[Labeled contour data]
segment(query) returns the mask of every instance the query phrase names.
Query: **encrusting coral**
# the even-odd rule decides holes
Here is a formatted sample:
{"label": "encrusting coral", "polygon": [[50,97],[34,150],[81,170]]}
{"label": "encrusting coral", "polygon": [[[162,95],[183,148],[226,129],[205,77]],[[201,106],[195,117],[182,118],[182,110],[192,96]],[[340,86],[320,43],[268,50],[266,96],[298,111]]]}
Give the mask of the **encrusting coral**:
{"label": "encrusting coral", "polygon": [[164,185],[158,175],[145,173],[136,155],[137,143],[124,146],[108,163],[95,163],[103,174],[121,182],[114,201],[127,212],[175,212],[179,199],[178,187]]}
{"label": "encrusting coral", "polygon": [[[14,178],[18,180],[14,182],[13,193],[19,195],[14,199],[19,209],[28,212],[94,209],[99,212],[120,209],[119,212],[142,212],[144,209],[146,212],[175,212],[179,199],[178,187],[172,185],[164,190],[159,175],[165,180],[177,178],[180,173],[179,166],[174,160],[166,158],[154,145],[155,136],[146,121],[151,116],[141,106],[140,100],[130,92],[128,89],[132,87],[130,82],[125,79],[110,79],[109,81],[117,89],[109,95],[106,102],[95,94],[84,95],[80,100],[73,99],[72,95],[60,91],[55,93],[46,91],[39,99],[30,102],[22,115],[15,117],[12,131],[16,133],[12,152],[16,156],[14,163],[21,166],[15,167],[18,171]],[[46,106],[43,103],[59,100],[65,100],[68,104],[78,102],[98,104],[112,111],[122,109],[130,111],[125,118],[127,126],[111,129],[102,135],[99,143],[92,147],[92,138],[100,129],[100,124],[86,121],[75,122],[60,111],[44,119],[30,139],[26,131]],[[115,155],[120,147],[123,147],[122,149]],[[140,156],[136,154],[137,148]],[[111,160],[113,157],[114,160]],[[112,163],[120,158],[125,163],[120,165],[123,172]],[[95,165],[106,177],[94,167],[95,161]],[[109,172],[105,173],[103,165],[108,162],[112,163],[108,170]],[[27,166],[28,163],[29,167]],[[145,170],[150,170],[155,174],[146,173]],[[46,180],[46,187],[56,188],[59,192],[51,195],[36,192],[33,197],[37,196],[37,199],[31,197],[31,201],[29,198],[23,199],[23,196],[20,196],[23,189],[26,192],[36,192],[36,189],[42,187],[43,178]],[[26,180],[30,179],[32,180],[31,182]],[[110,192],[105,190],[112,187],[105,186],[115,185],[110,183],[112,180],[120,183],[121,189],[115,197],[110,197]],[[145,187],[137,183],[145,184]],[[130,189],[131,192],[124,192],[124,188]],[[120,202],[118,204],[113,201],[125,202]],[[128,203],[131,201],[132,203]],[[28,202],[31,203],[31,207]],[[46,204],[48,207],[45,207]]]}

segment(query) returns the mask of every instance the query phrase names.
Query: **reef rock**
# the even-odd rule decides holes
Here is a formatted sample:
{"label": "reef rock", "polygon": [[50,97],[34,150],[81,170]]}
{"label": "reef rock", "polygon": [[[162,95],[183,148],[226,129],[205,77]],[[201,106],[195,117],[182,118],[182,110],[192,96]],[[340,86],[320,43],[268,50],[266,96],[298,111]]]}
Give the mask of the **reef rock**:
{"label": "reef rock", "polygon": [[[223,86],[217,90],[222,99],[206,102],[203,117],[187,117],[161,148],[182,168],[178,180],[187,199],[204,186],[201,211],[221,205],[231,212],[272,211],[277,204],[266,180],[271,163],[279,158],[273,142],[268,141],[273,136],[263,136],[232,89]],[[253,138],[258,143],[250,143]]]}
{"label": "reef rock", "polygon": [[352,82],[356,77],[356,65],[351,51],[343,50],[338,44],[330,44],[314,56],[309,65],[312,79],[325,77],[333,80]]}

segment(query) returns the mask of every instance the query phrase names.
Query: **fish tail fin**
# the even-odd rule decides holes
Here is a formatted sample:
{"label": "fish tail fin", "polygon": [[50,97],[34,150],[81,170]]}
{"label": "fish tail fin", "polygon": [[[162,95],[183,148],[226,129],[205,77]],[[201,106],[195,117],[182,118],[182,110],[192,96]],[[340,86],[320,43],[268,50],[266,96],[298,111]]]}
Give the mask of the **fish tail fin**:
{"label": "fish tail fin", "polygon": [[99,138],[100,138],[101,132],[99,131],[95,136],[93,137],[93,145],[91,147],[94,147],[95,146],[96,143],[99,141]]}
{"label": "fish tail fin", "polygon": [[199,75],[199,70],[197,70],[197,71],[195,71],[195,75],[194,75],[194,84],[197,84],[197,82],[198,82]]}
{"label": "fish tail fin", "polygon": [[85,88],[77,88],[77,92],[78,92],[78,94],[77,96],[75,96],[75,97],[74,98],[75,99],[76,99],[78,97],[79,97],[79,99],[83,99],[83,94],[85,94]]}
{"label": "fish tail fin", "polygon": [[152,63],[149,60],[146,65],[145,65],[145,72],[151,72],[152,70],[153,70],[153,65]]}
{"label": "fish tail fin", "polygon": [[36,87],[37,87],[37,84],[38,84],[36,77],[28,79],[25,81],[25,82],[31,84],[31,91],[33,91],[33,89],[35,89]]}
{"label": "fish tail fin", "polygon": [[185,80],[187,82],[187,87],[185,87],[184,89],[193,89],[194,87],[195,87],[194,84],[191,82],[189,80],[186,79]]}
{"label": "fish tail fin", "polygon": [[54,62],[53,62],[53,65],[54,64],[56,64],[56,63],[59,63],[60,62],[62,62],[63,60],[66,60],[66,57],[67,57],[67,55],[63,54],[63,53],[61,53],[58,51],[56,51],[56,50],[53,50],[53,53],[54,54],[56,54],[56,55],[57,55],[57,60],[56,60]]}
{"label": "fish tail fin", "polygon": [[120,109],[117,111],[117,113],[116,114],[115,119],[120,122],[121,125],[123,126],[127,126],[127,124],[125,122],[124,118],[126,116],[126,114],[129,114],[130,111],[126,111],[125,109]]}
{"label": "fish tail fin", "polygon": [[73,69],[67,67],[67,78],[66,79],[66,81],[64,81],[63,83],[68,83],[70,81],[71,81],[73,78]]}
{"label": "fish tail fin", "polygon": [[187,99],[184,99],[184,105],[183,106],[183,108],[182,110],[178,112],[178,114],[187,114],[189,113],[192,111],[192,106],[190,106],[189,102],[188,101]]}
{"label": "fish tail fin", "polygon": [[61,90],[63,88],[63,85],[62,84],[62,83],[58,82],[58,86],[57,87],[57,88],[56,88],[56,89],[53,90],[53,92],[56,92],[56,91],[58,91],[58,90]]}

■ **Short problem**: Print every line of the data above again, with no changes.

■ **Expected output**:
segment(query) returns the mask of every instance the query phrase names.
Query: **encrusting coral**
# the even-odd rule decides holes
Here is a formatted sample:
{"label": "encrusting coral", "polygon": [[50,97],[34,150],[81,170]]}
{"label": "encrusting coral", "polygon": [[[162,95],[183,148],[226,129],[205,77]],[[201,106],[195,117],[182,118],[182,110],[192,96]],[[340,86],[320,43],[268,50],[266,96],[298,111]]]}
Give the mask of the **encrusting coral**:
{"label": "encrusting coral", "polygon": [[164,185],[158,175],[145,173],[136,155],[137,143],[124,146],[108,163],[95,163],[103,174],[121,182],[114,201],[127,212],[175,212],[179,199],[178,187]]}
{"label": "encrusting coral", "polygon": [[[14,178],[18,180],[14,182],[13,193],[19,195],[14,199],[19,209],[28,212],[94,209],[99,212],[120,209],[119,212],[142,212],[144,209],[146,212],[175,212],[179,199],[178,187],[172,185],[164,190],[159,175],[165,180],[177,178],[180,173],[179,166],[174,160],[166,158],[154,145],[155,136],[146,121],[151,116],[141,106],[140,100],[130,92],[128,89],[132,87],[130,82],[125,79],[110,79],[109,81],[117,89],[109,95],[106,102],[95,94],[84,95],[80,100],[73,99],[72,95],[60,91],[55,93],[46,91],[39,99],[30,102],[22,115],[15,117],[12,131],[16,133],[12,152],[16,156],[14,163],[21,166],[15,167],[18,171]],[[46,106],[43,103],[59,100],[65,100],[68,104],[78,102],[98,104],[112,111],[122,109],[130,111],[125,118],[127,126],[111,129],[102,135],[99,143],[92,147],[92,138],[100,129],[100,124],[86,121],[75,122],[60,111],[44,119],[30,139],[26,131]],[[115,155],[120,147],[123,147],[122,149]],[[140,156],[136,154],[137,148]],[[111,160],[113,157],[114,160]],[[112,163],[120,158],[125,163],[120,165],[123,172]],[[95,165],[106,177],[94,167],[95,161]],[[109,172],[105,173],[103,165],[108,162],[112,163],[108,170]],[[27,166],[28,163],[29,167]],[[145,170],[150,170],[155,174],[146,173]],[[46,180],[46,187],[56,188],[59,192],[51,195],[36,192],[33,197],[37,196],[37,199],[31,197],[31,201],[29,198],[23,199],[23,196],[20,196],[23,189],[26,192],[36,192],[36,189],[42,187],[43,178]],[[26,180],[30,179],[32,180],[31,182]],[[110,192],[105,190],[112,187],[105,186],[115,185],[110,183],[112,180],[120,183],[121,189],[115,197],[110,197]],[[145,187],[137,183],[145,184]],[[130,189],[131,192],[124,192],[124,188]],[[120,202],[118,204],[113,201],[125,202]],[[128,203],[131,201],[132,203]],[[28,202],[31,203],[31,207]],[[46,204],[48,207],[45,207]]]}

segment(query) returns the mask of every instance the query phrase names.
Query: **reef rock**
# the even-odd rule decides holes
Here is a formatted sample:
{"label": "reef rock", "polygon": [[50,97],[34,150],[81,170]]}
{"label": "reef rock", "polygon": [[[162,95],[183,148],[226,129],[205,77]],[[201,106],[195,117],[182,118],[182,110],[192,96]],[[340,86],[320,43],[268,50],[266,96],[298,111]]]}
Give the mask of the **reef rock**:
{"label": "reef rock", "polygon": [[[223,86],[217,90],[222,99],[206,102],[203,117],[187,117],[161,148],[182,168],[178,180],[187,199],[204,186],[201,211],[221,205],[231,212],[272,211],[277,204],[266,180],[271,163],[279,158],[273,142],[268,141],[273,136],[263,136],[232,89]],[[253,138],[258,143],[250,143]]]}
{"label": "reef rock", "polygon": [[352,82],[356,77],[356,65],[351,51],[343,50],[338,44],[330,44],[314,56],[309,65],[312,79],[325,77],[333,80]]}

segment(query) returns the mask of every instance the query phrase names.
Query: **fish tail fin**
# the even-odd rule decides holes
Here is a formatted sample:
{"label": "fish tail fin", "polygon": [[50,97],[34,150],[81,170]]}
{"label": "fish tail fin", "polygon": [[[162,95],[183,148],[226,129],[205,77]],[[201,106],[195,117],[182,118],[182,110],[192,96]],[[340,86],[320,43],[268,50],[266,96],[298,111]]]}
Give the mask of the **fish tail fin**:
{"label": "fish tail fin", "polygon": [[99,138],[100,138],[101,132],[99,131],[95,136],[93,137],[93,145],[91,147],[94,147],[95,146],[96,143],[99,141]]}
{"label": "fish tail fin", "polygon": [[199,75],[199,70],[197,70],[197,71],[195,71],[195,75],[194,75],[194,84],[197,84],[197,82],[198,82]]}
{"label": "fish tail fin", "polygon": [[85,88],[77,88],[77,92],[78,92],[78,94],[77,96],[75,96],[75,97],[74,98],[75,99],[76,99],[78,97],[79,97],[79,99],[83,99],[83,94],[85,94]]}
{"label": "fish tail fin", "polygon": [[152,63],[149,60],[146,65],[145,65],[145,72],[151,72],[152,70],[153,70],[153,65]]}
{"label": "fish tail fin", "polygon": [[36,87],[37,87],[37,84],[38,84],[36,77],[28,79],[25,81],[25,82],[31,84],[31,91],[33,91],[33,89],[35,89]]}
{"label": "fish tail fin", "polygon": [[185,80],[187,82],[187,87],[185,87],[184,89],[193,89],[194,87],[195,87],[194,84],[191,82],[189,80],[186,79]]}
{"label": "fish tail fin", "polygon": [[54,62],[53,62],[53,65],[54,64],[56,64],[56,63],[59,63],[60,62],[62,62],[63,60],[66,60],[66,57],[67,57],[67,55],[63,54],[63,53],[61,53],[58,51],[56,51],[56,50],[53,50],[53,53],[54,54],[56,54],[56,55],[57,55],[57,60],[56,60]]}
{"label": "fish tail fin", "polygon": [[120,109],[117,111],[117,113],[116,114],[115,119],[120,122],[121,125],[123,126],[127,126],[127,124],[125,122],[124,118],[126,116],[126,114],[129,114],[130,111],[126,111],[125,109]]}
{"label": "fish tail fin", "polygon": [[73,69],[67,67],[67,78],[66,79],[66,81],[64,81],[63,83],[68,83],[70,81],[71,81],[73,78]]}
{"label": "fish tail fin", "polygon": [[187,99],[184,99],[184,105],[183,106],[183,108],[182,110],[178,112],[178,114],[187,114],[189,113],[192,111],[192,106],[190,106],[189,102],[188,101]]}
{"label": "fish tail fin", "polygon": [[61,90],[63,88],[63,85],[62,84],[62,83],[58,82],[58,86],[57,87],[57,88],[56,88],[56,89],[53,90],[53,92],[56,92],[56,91],[58,91],[58,90]]}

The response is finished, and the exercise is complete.